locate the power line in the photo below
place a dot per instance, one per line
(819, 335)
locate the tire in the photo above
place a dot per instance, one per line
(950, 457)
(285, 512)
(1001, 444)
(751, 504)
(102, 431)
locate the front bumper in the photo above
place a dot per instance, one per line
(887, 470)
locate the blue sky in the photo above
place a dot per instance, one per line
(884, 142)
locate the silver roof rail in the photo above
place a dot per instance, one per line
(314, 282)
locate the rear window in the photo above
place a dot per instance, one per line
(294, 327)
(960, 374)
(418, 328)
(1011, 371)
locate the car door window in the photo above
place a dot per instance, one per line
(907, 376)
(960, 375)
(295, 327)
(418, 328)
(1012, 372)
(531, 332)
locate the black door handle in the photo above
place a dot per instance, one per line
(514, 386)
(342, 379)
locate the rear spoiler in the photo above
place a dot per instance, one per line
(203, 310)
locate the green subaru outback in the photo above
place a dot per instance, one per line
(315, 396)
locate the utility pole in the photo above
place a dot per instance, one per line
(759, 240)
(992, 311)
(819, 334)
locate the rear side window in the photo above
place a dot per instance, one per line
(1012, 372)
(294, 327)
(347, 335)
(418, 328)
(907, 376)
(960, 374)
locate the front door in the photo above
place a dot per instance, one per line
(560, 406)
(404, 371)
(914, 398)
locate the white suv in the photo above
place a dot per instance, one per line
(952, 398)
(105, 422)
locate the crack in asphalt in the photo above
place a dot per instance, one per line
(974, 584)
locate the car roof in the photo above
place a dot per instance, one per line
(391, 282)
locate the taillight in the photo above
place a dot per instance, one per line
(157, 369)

- - - - -

• Aim of the task:
From the entries above, extract every line where the word "window" appears.

• Completed task:
locate the rear window in the photo above
locate the car door window in the photo above
locate the rear side window in the photo above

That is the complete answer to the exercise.